**PROMPT**
Print each line exactly as it is given.

[start of RAW DATA]

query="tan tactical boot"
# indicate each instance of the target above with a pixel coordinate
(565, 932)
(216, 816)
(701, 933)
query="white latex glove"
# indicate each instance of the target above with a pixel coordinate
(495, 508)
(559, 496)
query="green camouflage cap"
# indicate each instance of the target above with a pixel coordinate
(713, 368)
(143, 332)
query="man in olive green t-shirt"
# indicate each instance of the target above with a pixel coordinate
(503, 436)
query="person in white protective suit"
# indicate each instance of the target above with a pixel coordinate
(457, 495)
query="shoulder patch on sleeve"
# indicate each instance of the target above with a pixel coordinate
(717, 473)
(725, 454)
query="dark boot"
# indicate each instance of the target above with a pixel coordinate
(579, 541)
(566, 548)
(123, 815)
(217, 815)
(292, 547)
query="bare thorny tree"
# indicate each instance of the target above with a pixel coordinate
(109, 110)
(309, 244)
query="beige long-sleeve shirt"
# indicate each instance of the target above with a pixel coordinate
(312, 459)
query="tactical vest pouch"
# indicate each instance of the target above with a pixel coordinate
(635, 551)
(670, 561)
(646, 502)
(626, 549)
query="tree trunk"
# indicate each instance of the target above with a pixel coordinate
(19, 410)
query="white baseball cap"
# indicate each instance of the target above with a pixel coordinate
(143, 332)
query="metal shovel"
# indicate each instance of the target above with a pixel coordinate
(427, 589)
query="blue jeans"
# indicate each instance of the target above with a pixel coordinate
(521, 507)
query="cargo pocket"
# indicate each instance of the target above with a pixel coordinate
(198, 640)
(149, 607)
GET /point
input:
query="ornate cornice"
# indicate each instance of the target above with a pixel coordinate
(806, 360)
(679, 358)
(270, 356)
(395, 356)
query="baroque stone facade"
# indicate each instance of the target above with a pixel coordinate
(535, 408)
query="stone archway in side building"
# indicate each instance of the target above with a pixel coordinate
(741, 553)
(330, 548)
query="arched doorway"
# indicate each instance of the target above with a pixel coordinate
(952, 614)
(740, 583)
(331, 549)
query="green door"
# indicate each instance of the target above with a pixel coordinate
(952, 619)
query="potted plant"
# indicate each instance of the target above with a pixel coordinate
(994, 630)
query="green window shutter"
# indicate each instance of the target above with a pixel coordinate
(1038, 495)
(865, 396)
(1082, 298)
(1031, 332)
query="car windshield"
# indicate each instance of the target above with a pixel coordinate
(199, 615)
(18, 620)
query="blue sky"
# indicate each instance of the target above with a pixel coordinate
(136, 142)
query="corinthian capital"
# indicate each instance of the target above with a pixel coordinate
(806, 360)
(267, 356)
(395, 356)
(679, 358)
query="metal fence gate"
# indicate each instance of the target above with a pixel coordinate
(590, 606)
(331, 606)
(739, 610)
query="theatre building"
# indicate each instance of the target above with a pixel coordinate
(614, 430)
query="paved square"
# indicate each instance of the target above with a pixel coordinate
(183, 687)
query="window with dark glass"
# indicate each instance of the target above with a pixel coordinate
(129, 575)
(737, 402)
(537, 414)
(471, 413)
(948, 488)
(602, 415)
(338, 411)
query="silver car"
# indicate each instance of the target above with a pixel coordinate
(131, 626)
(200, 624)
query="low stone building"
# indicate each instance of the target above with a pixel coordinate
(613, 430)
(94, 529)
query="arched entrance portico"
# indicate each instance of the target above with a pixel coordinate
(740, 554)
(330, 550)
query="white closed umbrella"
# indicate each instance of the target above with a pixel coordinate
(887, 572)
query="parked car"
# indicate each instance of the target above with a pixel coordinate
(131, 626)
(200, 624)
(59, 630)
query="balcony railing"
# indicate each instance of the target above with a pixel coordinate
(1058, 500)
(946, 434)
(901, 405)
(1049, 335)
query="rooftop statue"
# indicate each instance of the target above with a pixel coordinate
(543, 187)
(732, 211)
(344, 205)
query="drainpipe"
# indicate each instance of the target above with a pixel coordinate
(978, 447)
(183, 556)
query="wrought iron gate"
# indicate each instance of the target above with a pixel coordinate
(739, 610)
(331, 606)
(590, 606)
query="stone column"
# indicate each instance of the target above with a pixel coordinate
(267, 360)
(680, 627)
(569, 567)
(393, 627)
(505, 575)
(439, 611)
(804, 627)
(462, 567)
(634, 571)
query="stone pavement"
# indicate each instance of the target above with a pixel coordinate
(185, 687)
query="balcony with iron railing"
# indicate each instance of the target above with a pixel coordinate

[end of RAW DATA]

**THE SOLUTION**
query="tan tactical boot"
# indicate each instance of the target above with a pixel coordinate
(565, 932)
(216, 816)
(701, 933)
query="white latex glove"
# indicate each instance of the target above with a pixel coordinate
(495, 508)
(559, 496)
query="green camouflage cap"
# indicate each instance of the target above with a pixel coordinate
(713, 368)
(143, 332)
query="man in olive green t-shirt"
# indicate each instance of the target above with a pixel coordinate
(503, 436)
query="person in white protective suit"
# indicate each instance of the target above with a pixel coordinate
(457, 495)
query="shoulder patch on sleeve"
# indicate each instance of the target above with a pixel coordinate
(717, 473)
(725, 454)
query="dark boot"
# indicate each instance of the target above with a pixel coordinate
(579, 541)
(566, 548)
(123, 815)
(217, 815)
(292, 547)
query="bare thorny tree"
# indicate each instance of the target above with a pixel coordinate
(109, 110)
(309, 244)
query="beige long-sleeve shirt"
# indicate each instance of the target above with a pixel coordinate
(312, 459)
query="tactical vest pouch"
# indicate each instance of the target above with a pixel coordinate
(635, 551)
(670, 561)
(646, 502)
(626, 549)
query="tree trunk"
# indicate each instance of the target above with a pixel coordinate
(19, 410)
query="white baseball cap"
# indicate each instance of the target above with a pixel coordinate
(143, 332)
query="metal shovel"
# indicate each instance of the target above with a pixel coordinate
(427, 589)
query="blue jeans"
# indicate each instance of the target above with a pixel coordinate
(521, 507)
query="cargo pocket"
# indicate each instance of the target above with a pixel coordinate
(198, 640)
(149, 607)
GET /point
input:
query="ornate cornice"
# indicate each instance of the target above with a pixel coordinate
(806, 360)
(679, 358)
(270, 356)
(395, 356)
query="baroque stone facade"
# indicate each instance of the target above with a pixel coordinate
(535, 408)
query="stone archway in side building"
# indicate each instance of the target above with a pixel coordinate
(741, 553)
(330, 548)
query="arched doorway"
# indicate each instance of the target above with a pixel coordinate
(952, 614)
(740, 583)
(331, 549)
query="green door"
# indicate each instance of the target above with a pixel coordinate
(952, 619)
query="potted plant"
# indicate each instance of the target above with a pixel coordinate
(994, 630)
query="green window shutter"
# indicate each instance of the target above with a pixel coordinate
(1038, 495)
(865, 396)
(1082, 298)
(1031, 332)
query="car windshield"
# indicate each instance of the target above with a pixel coordinate
(199, 615)
(18, 620)
query="blue sky"
# indicate each instance of the target above with a pixel coordinate
(136, 142)
query="corinthian capital"
# indicate each instance of the target above with a pixel coordinate
(806, 360)
(267, 356)
(395, 356)
(679, 358)
query="metal fence gate"
# indicate each instance of the target above with a pixel coordinate
(590, 606)
(331, 606)
(739, 610)
query="theatre building"
# indicate each instance of the target above with a pixel coordinate
(614, 430)
query="paved square"
# indicate each instance of the target above with a pixel coordinate
(183, 687)
query="window with dark glass"
# indicate each instance of the target above with a pixel coordinate
(129, 575)
(737, 402)
(537, 414)
(471, 413)
(948, 488)
(602, 415)
(338, 411)
query="silver car"
# indicate each instance of the target above with a pixel coordinate
(131, 626)
(200, 624)
query="low stone building"
# indicate each instance of the target above with a pixel coordinate
(613, 430)
(94, 529)
query="arched entrance portico"
# indicate each instance of the target above with a pixel coordinate
(740, 554)
(330, 550)
query="white closed umbrella"
# indicate each instance of the target above with a pixel coordinate
(887, 572)
query="parked car"
# indicate each instance of the target above with a pixel coordinate
(131, 626)
(200, 624)
(59, 630)
query="balcony railing"
# indicate each instance of the target above with a pixel coordinate
(1058, 500)
(946, 434)
(901, 405)
(1049, 335)
query="rooftop statue"
# indicate each instance of the target above with a pixel coordinate
(543, 187)
(732, 211)
(344, 205)
query="drainpipe"
# indicate each instance of the target above with a pixel coordinate
(978, 447)
(183, 556)
query="wrought iron gate"
# indicate each instance of the target above with a pixel coordinate
(739, 610)
(331, 606)
(590, 606)
query="stone column"
# indicate each instance of the target above with a pixel coordinate
(267, 360)
(680, 627)
(569, 567)
(393, 627)
(505, 575)
(439, 611)
(804, 627)
(462, 567)
(634, 571)
query="stone pavement"
# indicate each instance of the target above with a pixel coordinate
(185, 687)
query="balcony with iron railing"
# indicate each instance of the target above with a pixel coordinate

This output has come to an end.